Point placement listing
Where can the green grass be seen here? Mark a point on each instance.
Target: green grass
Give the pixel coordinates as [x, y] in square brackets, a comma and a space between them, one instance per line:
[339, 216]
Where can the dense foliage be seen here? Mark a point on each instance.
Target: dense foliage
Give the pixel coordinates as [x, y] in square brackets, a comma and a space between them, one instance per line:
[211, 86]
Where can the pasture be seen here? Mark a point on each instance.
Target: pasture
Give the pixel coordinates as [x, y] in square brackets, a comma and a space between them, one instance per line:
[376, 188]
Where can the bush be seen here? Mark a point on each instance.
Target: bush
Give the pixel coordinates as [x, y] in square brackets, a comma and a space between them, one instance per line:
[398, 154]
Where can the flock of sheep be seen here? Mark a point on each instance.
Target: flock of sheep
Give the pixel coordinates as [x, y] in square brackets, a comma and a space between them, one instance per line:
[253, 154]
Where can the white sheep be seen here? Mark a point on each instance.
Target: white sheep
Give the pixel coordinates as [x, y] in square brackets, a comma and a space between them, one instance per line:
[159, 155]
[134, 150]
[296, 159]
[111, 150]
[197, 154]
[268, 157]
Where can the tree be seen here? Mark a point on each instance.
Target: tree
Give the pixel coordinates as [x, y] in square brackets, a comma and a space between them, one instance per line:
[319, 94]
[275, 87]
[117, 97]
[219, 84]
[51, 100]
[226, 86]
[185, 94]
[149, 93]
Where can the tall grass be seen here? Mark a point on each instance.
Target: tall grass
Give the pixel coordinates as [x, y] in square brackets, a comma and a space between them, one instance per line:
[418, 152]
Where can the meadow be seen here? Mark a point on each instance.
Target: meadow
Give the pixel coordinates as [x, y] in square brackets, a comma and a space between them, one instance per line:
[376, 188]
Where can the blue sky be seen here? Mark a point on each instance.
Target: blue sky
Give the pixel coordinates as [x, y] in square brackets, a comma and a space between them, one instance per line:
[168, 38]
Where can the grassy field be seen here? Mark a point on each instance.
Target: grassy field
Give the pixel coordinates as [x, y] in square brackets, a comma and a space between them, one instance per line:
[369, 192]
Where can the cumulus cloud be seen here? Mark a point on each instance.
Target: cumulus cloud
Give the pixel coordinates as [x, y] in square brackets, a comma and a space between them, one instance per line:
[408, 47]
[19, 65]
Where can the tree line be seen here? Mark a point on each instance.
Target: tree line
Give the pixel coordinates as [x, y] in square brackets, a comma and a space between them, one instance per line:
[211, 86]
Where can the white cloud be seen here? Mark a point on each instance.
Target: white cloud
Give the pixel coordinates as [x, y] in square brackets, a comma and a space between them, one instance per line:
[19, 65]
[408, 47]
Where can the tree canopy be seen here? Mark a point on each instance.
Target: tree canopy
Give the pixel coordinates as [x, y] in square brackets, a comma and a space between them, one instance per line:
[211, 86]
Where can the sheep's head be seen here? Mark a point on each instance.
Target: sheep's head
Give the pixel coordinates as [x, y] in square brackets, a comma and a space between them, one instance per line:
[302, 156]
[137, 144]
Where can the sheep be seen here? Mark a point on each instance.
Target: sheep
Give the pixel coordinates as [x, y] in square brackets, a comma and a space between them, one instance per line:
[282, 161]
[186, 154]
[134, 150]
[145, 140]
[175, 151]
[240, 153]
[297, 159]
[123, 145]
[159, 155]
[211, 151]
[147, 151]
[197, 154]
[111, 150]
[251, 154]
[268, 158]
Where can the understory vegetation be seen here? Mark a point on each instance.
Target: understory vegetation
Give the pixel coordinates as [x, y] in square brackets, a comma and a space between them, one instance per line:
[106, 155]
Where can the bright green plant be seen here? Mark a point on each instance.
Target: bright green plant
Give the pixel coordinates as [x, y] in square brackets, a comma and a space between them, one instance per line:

• Required work:
Can you swap every "Mark a point" in the listing above for "Place a dot" and reproduce the listing with everything else left unchanged?

• Full solution:
Where can the green grass be seen here? Place a dot on each instance.
Target: green grass
Give the pixel coordinates as [x, y] in square brackets, a comma and a space between them, one instance per line:
[339, 216]
Where can the dense foliage be seen here? Place a dot on each instance.
Target: dense foliage
Give the pixel coordinates as [x, y] in square brackets, a comma and a space between them, one instance per line:
[211, 86]
Where can the pasture be seen here? Place a dot on each instance.
Target: pasture
Give the pixel coordinates as [x, y] in square brackets, a comma and a space between them, one instance per line:
[376, 188]
Where can the bush be seen here? Place a dot on each instance.
Target: bush
Give the pixel coordinates as [x, y] in square brackets, a comma and a space between them, one instance per line:
[398, 154]
Where can the flock of sheep be seen here? Place a dot on each instance.
Target: flock of sheep
Give the pixel coordinates as [x, y] in square brackets, a comma and a space between them, one instance per line:
[253, 154]
Where can the white sheep be seen here? Place a dot on each instance.
Target: white sheep
Give the pixel coordinates as [x, y] in square brackets, a comma and a space between them, one instance per line:
[159, 155]
[134, 150]
[296, 159]
[111, 150]
[197, 154]
[268, 157]
Where can the tree be seen here? Place a dot on each instance.
Target: tree
Give the pixel coordinates as [x, y] in square brackets, a comma and a space between them, one instance per line:
[319, 94]
[275, 87]
[117, 97]
[219, 84]
[51, 100]
[226, 86]
[185, 94]
[149, 93]
Where can the tall grass be seen here? Place a dot on each instance.
Target: tall grass
Give the pixel coordinates as [x, y] in square brackets, a comma and a space between them, one instance per line:
[418, 152]
Where can the meadow be seen here? Place a dot on each instance.
Target: meadow
Give the pixel coordinates as [x, y] in square brackets, a comma and a space between them, one instance per line:
[376, 188]
Where can the blue sky be seen here? Place a dot on each instance.
Target: blue sky
Give the pixel coordinates as [x, y] in square brackets, a comma and a space between them, one instance per line:
[168, 38]
Where can the grassy field be seen here? Place a dot on each instance.
Target: grassy field
Give the pixel coordinates as [x, y] in square brackets, a comma and a space between them, one instance per line:
[369, 192]
Where can the cumulus cloud be seen here? Place a dot on each instance.
Target: cumulus cloud
Give the pixel coordinates as [x, y] in square brackets, a comma and a space between them, one instance per line:
[408, 47]
[19, 65]
Where can the tree line be seen here? Place a dot on each instance.
Target: tree line
Give the pixel coordinates as [x, y] in square brackets, a comma and a space between them, one instance per line:
[211, 86]
Where can the white cloud be seen here? Place a dot on each instance.
Target: white cloud
Give the pixel coordinates as [x, y] in square brackets, a comma and a space between them, one instance per line:
[19, 65]
[408, 47]
Where can the tree canopy be seen here? Place a dot on each instance.
Target: tree canopy
Give the pixel coordinates as [x, y] in square brackets, a comma and a space between them, one instance per line:
[211, 86]
Where can the sheep's head be seen here? Place a dot on each instance.
Target: sheep's head
Give the pixel coordinates as [x, y] in square brackets, a comma and a space between them, one instance per line:
[302, 156]
[137, 144]
Where can the sheep be seen here? Place a dot on each instance.
Target: sheep
Give the pixel coordinates as [x, y] in square brackets, a comma and a space between them, one instance per line:
[282, 161]
[186, 154]
[134, 150]
[145, 140]
[175, 151]
[240, 153]
[297, 159]
[123, 145]
[159, 155]
[211, 151]
[147, 151]
[197, 154]
[111, 150]
[251, 154]
[268, 158]
Where can the understory vegetation be seen here? Place a dot on each instance.
Target: understory vegetation
Give the pixel coordinates as [x, y] in square brackets, a comma and a space between them, one instance per line:
[106, 155]
Where can the bright green plant be seen here? Place a dot on each instance.
Target: bright green plant
Give the pixel coordinates as [x, y] in square brackets, a comma and a space between them, one instance per line:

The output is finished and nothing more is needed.